▶ Activity
Since the copy must match the original, write out each record word for word, skipping only the pictures.

▶ Records supplied
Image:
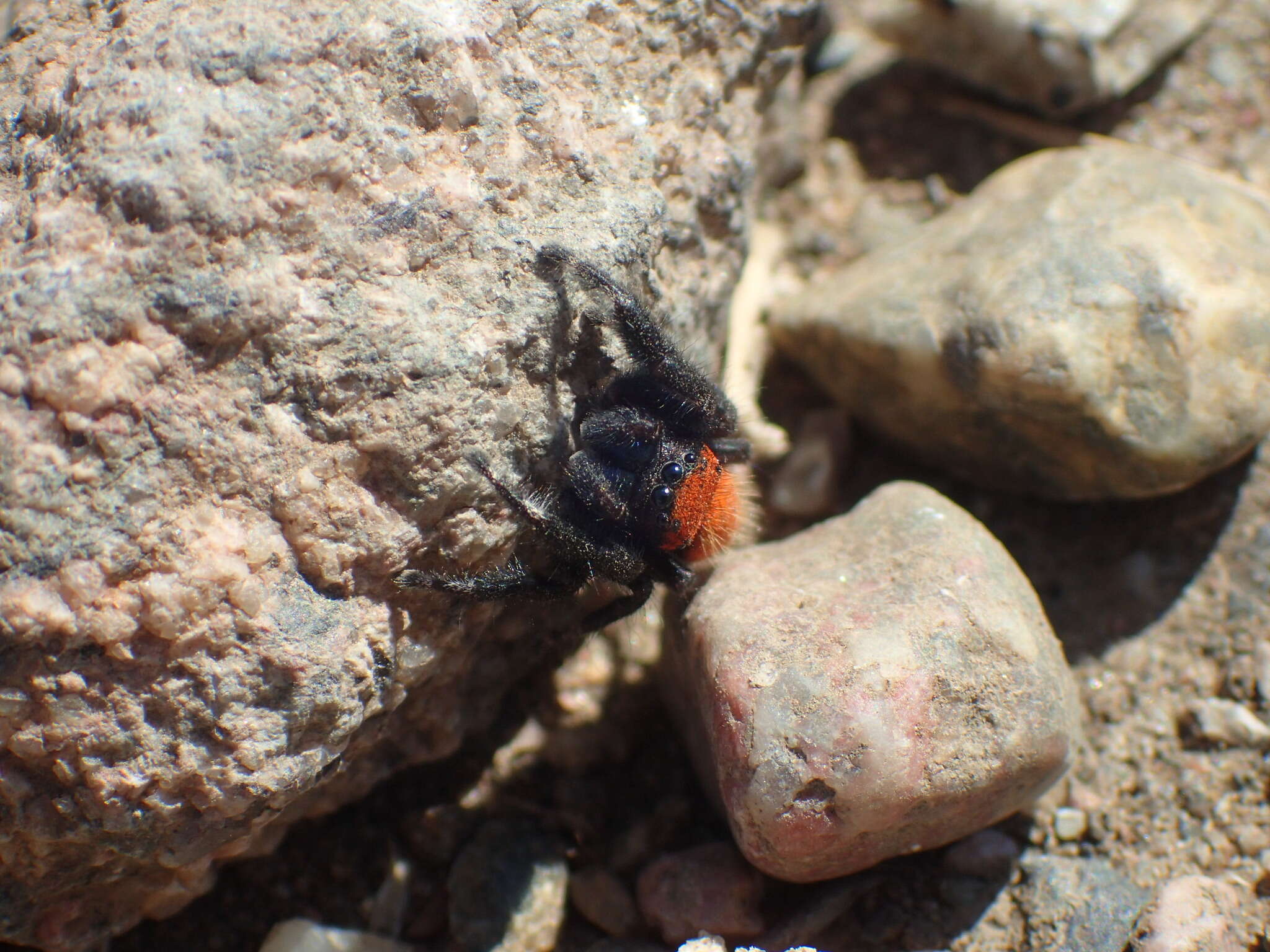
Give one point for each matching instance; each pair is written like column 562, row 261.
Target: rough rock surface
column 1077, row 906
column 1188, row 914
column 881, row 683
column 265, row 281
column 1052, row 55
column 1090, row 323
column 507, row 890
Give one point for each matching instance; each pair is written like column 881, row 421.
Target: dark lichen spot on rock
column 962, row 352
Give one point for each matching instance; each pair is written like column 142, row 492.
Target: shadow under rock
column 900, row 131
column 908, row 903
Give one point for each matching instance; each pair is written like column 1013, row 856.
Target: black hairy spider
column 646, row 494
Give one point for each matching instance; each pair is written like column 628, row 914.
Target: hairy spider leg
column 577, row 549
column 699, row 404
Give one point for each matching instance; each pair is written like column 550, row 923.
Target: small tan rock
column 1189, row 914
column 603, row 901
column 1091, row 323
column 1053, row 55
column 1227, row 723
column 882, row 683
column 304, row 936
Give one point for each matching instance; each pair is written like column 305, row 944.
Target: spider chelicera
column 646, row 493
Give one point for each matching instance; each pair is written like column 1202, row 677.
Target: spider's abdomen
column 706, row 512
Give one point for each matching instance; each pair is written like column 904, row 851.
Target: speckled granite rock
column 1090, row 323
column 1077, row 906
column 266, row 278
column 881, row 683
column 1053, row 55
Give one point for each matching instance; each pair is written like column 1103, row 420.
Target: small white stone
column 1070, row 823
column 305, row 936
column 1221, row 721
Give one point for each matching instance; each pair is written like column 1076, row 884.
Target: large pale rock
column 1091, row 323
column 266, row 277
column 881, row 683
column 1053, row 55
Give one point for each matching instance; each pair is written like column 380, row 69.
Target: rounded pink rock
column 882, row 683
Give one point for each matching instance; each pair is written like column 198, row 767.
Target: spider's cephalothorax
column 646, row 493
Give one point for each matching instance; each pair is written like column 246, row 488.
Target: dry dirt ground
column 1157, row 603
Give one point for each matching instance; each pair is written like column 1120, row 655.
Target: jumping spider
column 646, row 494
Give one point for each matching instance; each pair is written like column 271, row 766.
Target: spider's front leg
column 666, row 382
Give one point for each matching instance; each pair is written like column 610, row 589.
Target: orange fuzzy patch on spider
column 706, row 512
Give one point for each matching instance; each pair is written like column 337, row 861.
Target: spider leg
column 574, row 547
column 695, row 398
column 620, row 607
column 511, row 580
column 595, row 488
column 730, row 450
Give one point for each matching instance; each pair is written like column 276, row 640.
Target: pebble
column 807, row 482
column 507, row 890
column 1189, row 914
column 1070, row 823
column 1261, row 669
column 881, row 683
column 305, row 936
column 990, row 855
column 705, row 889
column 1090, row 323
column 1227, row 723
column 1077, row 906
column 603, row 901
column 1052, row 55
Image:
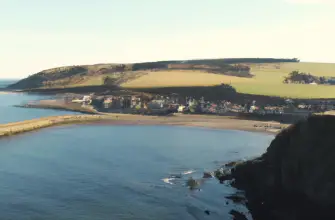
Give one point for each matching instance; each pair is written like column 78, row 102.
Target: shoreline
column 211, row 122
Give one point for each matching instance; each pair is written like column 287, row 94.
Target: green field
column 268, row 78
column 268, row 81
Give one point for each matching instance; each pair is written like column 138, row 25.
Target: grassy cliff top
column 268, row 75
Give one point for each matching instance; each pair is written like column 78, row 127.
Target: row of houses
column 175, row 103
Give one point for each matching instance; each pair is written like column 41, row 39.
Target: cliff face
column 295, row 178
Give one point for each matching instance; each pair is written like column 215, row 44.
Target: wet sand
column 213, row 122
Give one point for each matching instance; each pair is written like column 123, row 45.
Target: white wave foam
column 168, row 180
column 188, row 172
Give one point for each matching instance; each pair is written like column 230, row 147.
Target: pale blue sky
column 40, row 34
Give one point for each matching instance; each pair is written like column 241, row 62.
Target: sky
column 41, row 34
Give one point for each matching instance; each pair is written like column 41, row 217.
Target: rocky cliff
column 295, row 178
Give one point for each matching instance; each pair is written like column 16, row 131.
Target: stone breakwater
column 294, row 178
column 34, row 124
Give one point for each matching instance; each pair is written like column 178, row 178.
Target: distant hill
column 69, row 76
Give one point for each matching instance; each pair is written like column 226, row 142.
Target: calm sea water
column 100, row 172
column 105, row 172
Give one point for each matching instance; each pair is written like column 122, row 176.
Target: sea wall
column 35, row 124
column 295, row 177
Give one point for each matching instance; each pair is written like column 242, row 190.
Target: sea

▶ Answer box
Image:
Give one point for each matching instance; each pair is written like column 562, row 261.
Target: rough rock surface
column 1077, row 906
column 1188, row 914
column 881, row 683
column 265, row 281
column 1052, row 55
column 1090, row 323
column 507, row 890
Give one point for each matching instance; each pair is written like column 881, row 421.
Target: dark lichen spot on rock
column 962, row 352
Give one point for each matching instance; each pair is written like column 142, row 492.
Target: shadow under rock
column 900, row 131
column 908, row 903
Give one point for each matching instance; each pair is written like column 1013, row 856.
Target: black hairy spider
column 646, row 494
Give one point for each matching instance; each pair is written like column 628, row 914.
Target: hairy spider leg
column 577, row 549
column 699, row 404
Give one point for each matching instance; each pair is written like column 550, row 923.
Target: small tan rock
column 1189, row 914
column 603, row 901
column 1091, row 323
column 1053, row 55
column 1227, row 723
column 882, row 683
column 304, row 936
Give one point for each matching instance; each pair is written like column 305, row 944.
Target: spider chelicera
column 646, row 493
Give one point for each matching instance; each pair is written like column 1202, row 677.
Target: spider's abdomen
column 706, row 512
Give one point for each matching instance; each pair is written like column 904, row 851.
Target: speckled granite rock
column 1090, row 323
column 1077, row 906
column 266, row 278
column 881, row 683
column 1053, row 55
Give one point for each matching instance; each pair is written like column 1103, row 420.
Target: small white stone
column 1070, row 823
column 305, row 936
column 1221, row 721
Give one point for each matching instance; each pair is written like column 1076, row 884.
Target: large pale rock
column 1091, row 323
column 266, row 277
column 881, row 683
column 1053, row 55
Give one point for each matching instance; each pair is written like column 380, row 69.
Target: rounded pink rock
column 882, row 683
Give one point for each matching instance; each pair is written like column 198, row 767.
Target: spider's cephalothorax
column 646, row 493
Give one point for each matching instance; each pair is written like column 246, row 488.
Target: dry dirt ground
column 1157, row 603
Give one point for each matching instance; each pair is written like column 1120, row 655.
Target: jumping spider
column 646, row 494
Give one point for each matching instance; each pair is written like column 271, row 766.
Target: spider's front leg
column 666, row 382
Give one point for each matching instance; each pair is written like column 610, row 589.
Target: orange fuzzy patch on spider
column 706, row 512
Give one point for each matching instance; each pair is written like column 337, row 861.
Target: spider leg
column 574, row 547
column 695, row 398
column 620, row 607
column 511, row 580
column 595, row 488
column 730, row 450
Give one point for each matching instance; each pair is written like column 276, row 640.
Target: pebble
column 807, row 482
column 507, row 890
column 1189, row 914
column 1070, row 823
column 1261, row 669
column 881, row 683
column 305, row 936
column 990, row 855
column 705, row 889
column 1090, row 323
column 1227, row 723
column 1077, row 906
column 603, row 901
column 1052, row 55
Image:
Give one point for each matching instance; each pair is written like column 78, row 102.
Target: shoreline
column 211, row 122
Give one point for each matching instance; each pair is written like column 287, row 94.
Target: green field
column 268, row 78
column 268, row 81
Give one point for each matching instance; each pair is written like column 138, row 25.
Target: grassy cliff top
column 268, row 75
Give one point for each matching instance; each pair is written like column 78, row 127.
Target: row of houses
column 175, row 103
Give one point for each matching instance; each pair is written like column 41, row 39.
Target: cliff face
column 295, row 178
Give one point for each matching instance; each pair is written like column 215, row 44.
Target: wet sand
column 213, row 122
Give one point for each matching instance; each pair is written like column 123, row 45.
Target: white wave foam
column 168, row 180
column 188, row 172
Give one point for each matching instance; each pair is written like column 230, row 147.
Target: pale blue sky
column 40, row 34
Give one point for each matching instance; each pair is written like column 241, row 62.
Target: sky
column 41, row 34
Give one point for each matching instance; each pair is written like column 41, row 217.
Target: rocky cliff
column 295, row 178
Give one point for each matching instance; each pair is written like column 16, row 131.
Target: stone breakwater
column 294, row 178
column 34, row 124
Give one point for each matching instance; each pair is written like column 178, row 178.
Target: distant hill
column 69, row 76
Give one point for each matching instance; each pair is written like column 226, row 142.
Target: calm sea water
column 100, row 172
column 105, row 172
Give one point for each matching instance; each pair is written like column 122, row 176.
Target: sea wall
column 35, row 124
column 295, row 177
Give one point for each matching instance; each pair is written like column 242, row 190.
Target: sea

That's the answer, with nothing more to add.